Start of GIVEN ENTRIES

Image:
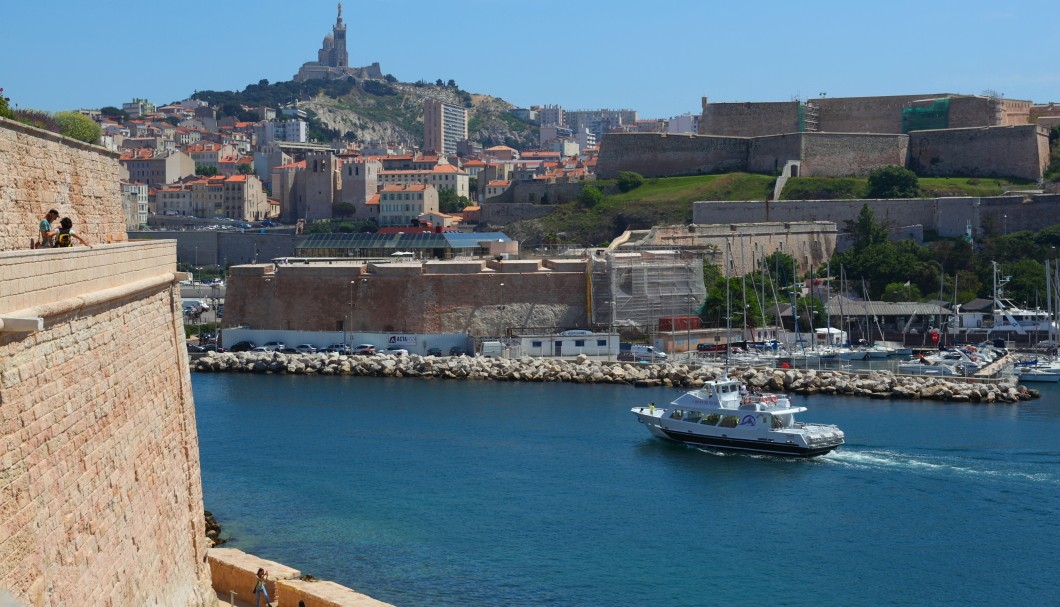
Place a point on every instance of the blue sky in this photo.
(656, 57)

End of GIVEN ENTRIES
Start of GIVEN ENTRIES

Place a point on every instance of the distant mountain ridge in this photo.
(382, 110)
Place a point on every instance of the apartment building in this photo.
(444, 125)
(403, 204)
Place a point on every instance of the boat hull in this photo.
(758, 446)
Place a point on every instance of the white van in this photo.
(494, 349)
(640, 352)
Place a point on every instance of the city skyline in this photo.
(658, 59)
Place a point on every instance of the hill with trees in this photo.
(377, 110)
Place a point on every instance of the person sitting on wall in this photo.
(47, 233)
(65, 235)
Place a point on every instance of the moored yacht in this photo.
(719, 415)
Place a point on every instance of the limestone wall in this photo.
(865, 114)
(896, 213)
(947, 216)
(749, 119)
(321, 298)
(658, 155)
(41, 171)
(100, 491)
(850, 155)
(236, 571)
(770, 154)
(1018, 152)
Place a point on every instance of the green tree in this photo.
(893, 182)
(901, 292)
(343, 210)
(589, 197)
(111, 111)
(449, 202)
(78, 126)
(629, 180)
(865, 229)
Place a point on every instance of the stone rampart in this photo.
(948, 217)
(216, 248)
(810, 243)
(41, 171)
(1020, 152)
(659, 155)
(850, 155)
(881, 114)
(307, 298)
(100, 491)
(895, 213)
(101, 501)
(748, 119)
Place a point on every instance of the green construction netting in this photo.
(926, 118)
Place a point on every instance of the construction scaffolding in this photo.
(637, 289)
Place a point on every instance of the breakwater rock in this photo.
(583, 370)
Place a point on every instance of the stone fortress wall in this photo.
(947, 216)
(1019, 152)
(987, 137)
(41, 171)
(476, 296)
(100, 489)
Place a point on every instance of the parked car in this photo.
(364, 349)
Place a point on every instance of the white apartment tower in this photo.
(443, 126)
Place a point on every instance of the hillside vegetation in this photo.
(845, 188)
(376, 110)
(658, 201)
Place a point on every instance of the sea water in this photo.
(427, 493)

End of GIVEN ENTRIES
Start of GIVEN ENTRIES

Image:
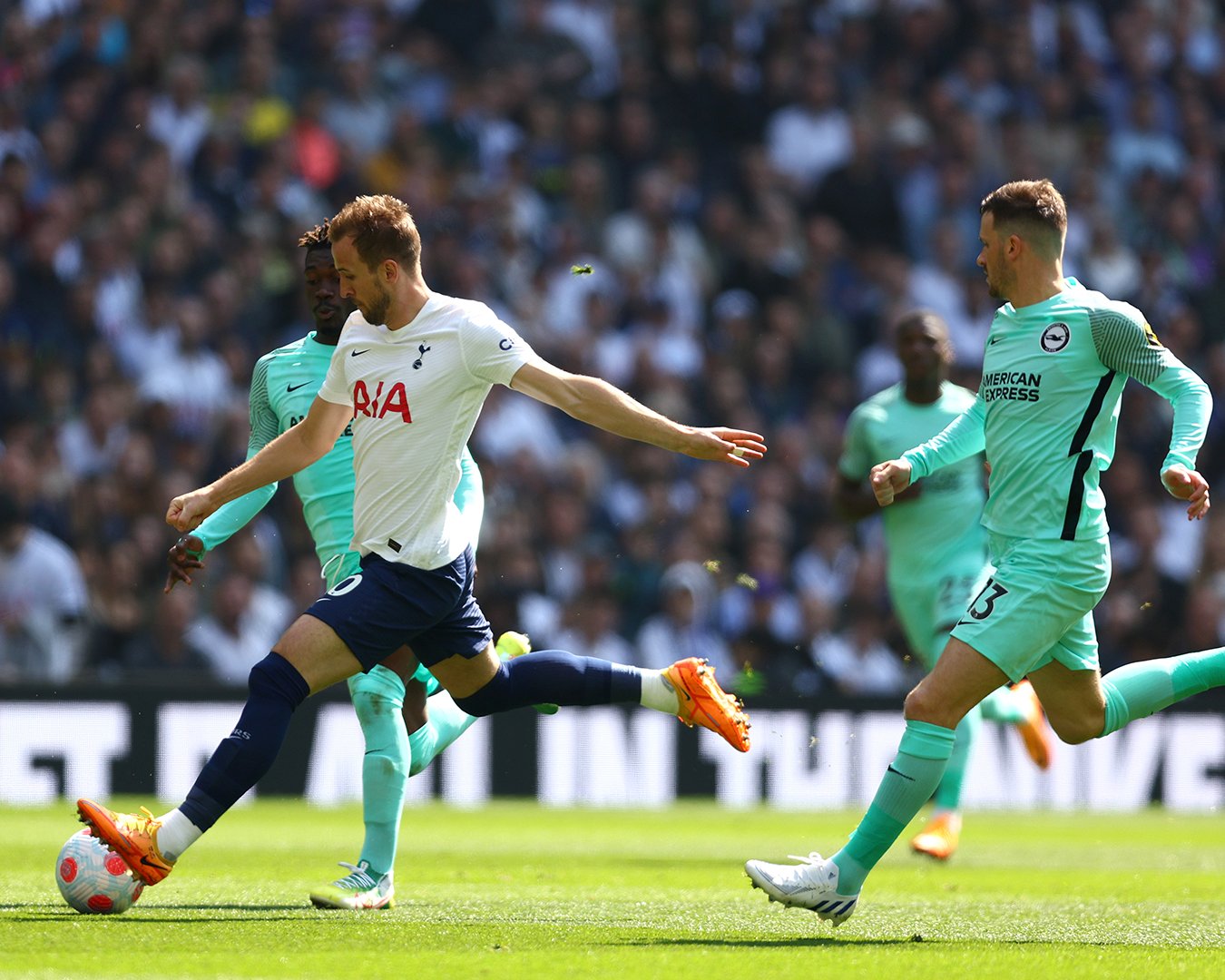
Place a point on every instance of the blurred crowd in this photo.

End of GIVEN ENTRIES

▸ **THE REQUEST**: Pull out each line of the records above that contains the string "apartment", copying those lines in full. Case counts, so match only that exact capitalization.

▸ **THE ANSWER**:
Place a point on every instance of the apartment building in this photo.
Place a point on every instance of the white apartment tower in this photo.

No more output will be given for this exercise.